*PROVIDED PASSAGE*
Re: [DISCUSS] Releasable trunk and quality

2021-11-04 Thread Joshua McKenzie
>
> we noticed CI going from a
> steady 3-ish failures to many and it's getting fixed. So we're moving in
> the right direction imo.
>
An observation about this: there's tooling and technology widely in use to
help prevent ever getting into this state (to Benedict's point: blocking
merge on CI failure, or nightly tests and reverting regression commits,
etc). I think there's significant time and energy savings for us in using
automation to be proactive about the quality of our test boards rather than
reactive.

I 100% agree that it's heartening to see that the quality of the codebase
is improving as is the discipline / attentiveness of our collective
culture. That said, I believe we still have a pretty fragile system when it
comes to test failure accumulation.

*PROBLEMS*
(a) Reproduce everything in the releasable trunk post from "I 100% agree" down to "test failure accumulation.".
(b) According to the releasable trunk post, how many failures was CI steadily showing before the count rose?
(c) Extend the releasable trunk post onward from its final sentence.

*INFORMATION SHOWN*
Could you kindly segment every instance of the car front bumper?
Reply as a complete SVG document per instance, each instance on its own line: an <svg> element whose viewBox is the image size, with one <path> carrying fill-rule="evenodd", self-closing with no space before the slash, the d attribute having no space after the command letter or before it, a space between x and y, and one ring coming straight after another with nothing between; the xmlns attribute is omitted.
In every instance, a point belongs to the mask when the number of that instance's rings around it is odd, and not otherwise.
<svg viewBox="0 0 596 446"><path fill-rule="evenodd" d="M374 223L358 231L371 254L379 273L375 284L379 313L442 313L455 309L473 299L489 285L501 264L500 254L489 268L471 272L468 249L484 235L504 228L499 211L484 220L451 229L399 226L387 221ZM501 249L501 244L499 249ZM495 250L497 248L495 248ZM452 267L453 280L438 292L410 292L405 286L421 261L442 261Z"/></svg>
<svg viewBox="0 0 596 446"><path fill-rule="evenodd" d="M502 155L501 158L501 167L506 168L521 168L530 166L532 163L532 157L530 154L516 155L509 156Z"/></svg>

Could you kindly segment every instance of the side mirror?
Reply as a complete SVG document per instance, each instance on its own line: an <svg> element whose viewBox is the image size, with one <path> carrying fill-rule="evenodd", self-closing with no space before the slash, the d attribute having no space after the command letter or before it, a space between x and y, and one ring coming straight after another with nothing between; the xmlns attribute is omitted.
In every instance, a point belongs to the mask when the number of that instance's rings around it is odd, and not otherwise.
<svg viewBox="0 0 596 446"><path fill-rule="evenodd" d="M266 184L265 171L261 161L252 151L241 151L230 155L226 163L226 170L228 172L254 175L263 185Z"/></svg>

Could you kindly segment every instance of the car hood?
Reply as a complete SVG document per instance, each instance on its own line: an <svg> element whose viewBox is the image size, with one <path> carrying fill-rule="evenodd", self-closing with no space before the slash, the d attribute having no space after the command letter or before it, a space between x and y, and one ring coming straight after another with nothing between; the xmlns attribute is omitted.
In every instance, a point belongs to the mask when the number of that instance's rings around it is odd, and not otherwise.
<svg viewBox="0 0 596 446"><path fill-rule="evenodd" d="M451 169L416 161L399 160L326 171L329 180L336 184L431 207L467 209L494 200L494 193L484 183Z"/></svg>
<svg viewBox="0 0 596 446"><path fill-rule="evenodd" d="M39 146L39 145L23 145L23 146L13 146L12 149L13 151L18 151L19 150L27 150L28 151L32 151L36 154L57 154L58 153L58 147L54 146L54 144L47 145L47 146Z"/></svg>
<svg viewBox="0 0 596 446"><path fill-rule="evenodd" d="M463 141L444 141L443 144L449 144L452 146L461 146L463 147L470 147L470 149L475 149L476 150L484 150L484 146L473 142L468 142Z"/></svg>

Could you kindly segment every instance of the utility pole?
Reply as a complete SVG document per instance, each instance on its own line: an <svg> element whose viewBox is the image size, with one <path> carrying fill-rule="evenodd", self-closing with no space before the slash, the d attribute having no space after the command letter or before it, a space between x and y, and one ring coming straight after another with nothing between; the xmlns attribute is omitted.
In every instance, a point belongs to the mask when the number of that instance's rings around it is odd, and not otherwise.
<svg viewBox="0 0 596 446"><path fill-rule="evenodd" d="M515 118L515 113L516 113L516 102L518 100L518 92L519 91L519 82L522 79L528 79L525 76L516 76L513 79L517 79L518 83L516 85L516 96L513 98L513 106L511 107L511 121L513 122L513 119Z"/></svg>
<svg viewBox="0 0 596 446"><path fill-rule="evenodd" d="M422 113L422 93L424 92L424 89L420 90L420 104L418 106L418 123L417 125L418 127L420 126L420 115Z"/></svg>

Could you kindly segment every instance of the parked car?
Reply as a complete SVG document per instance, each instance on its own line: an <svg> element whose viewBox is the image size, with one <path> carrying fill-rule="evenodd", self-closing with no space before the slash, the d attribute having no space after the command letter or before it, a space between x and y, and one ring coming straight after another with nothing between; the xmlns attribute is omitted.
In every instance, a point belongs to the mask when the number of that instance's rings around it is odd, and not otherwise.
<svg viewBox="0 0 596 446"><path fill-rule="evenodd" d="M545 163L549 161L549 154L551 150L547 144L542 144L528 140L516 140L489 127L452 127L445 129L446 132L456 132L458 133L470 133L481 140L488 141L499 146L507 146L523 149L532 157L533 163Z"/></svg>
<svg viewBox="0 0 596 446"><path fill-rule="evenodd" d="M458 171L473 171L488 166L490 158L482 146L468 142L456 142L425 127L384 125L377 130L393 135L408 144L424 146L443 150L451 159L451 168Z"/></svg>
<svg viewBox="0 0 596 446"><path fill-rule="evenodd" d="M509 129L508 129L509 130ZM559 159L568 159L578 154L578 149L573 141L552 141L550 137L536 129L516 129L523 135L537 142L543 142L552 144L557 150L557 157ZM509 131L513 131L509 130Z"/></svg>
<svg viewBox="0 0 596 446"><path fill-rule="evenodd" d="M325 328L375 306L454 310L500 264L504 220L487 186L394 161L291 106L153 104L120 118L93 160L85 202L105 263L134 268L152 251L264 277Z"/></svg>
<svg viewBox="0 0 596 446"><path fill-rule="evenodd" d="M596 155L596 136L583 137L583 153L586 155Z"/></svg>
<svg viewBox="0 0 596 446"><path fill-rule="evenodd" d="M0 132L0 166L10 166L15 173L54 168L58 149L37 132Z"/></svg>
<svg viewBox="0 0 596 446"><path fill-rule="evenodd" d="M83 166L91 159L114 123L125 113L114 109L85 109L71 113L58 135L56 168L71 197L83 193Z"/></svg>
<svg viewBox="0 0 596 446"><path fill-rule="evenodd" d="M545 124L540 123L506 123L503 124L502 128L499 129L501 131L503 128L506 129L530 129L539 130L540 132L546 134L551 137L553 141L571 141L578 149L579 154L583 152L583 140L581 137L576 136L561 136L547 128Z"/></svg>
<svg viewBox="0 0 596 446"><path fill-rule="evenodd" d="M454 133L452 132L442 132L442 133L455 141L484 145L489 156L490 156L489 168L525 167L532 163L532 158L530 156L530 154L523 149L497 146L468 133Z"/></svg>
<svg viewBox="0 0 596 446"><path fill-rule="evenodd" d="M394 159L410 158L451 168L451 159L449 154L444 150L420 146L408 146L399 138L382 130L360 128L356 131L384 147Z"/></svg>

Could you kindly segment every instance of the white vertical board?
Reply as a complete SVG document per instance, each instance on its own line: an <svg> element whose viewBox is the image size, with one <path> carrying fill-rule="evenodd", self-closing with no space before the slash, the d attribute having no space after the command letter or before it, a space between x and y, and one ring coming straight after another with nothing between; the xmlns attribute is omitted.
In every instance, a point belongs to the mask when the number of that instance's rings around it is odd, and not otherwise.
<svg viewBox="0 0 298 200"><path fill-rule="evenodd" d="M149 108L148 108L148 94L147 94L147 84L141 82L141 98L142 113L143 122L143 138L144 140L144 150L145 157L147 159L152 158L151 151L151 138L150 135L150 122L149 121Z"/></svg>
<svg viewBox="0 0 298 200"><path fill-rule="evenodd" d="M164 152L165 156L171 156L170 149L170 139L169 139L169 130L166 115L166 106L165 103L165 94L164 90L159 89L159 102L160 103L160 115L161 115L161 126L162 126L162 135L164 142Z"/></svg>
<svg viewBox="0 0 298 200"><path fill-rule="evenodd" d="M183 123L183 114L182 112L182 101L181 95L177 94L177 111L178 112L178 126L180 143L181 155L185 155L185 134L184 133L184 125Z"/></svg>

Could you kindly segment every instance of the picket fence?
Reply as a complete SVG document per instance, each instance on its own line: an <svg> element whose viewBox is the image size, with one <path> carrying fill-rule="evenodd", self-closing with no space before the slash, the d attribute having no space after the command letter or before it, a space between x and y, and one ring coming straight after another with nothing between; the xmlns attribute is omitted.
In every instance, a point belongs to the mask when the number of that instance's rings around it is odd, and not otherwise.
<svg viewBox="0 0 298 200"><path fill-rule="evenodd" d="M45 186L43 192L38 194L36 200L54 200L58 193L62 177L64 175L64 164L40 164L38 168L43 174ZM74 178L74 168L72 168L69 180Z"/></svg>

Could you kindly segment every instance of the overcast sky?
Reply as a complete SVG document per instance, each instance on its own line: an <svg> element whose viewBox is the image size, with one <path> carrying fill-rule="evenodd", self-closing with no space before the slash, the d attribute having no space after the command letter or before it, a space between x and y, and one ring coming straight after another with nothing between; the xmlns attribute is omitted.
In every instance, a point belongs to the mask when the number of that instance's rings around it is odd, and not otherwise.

*ANSWERS FOR THIS EXERCISE*
(a)
I 100% agree that it's heartening to see that the quality of the codebase
is improving as is the discipline / attentiveness of our collective
culture. That said, I believe we still have a pretty fragile system when it
comes to test failure accumulation.

(b) About three ("3-ish") failures.

(c)
On Thu, Nov 4, 2021 at 2:46 AM Berenguer Blasi 
wrote:

> I agree with David. CI has been pretty reliable besides the random
> jenkins going down or timeout. The same 3 or 4 tests were the only flaky
> ones in jenkins and Circle was very green. I bisected a couple failures
> to legit code errors, David is fixing some more, others have as well, etc
>
> It is good news imo as we're just getting to learn our CI post 4.0 is
> reliable and we need to start treating it as so and paying attention to
> it's reports. Not perfect but reliable enough it would have prevented
> those bugs getting merged.
>
> In fact we're having this conversation bc we noticed CI going from a
> steady 3-ish failures to many and it's getting fixed. So we're moving in
> the right direction imo.
>
> On 3/11/21 19:25, David Capwell wrote:
> >> It’s hard to gate commit on a clean CI run when there’s flaky tests
> > I agree, this is also why so much effort was done in 4.0 release to
> remove as much as possible.  Just over 1 month ago we were not really
> having a flaky test issue (outside of the sporadic timeout issues; my
> circle ci runs were green constantly), and now the “flaky tests” I see are
> all actual bugs (been root causing 2 out of the 3 I reported) and some (not
> all) of the flakyness was triggered by recent changes in the past month.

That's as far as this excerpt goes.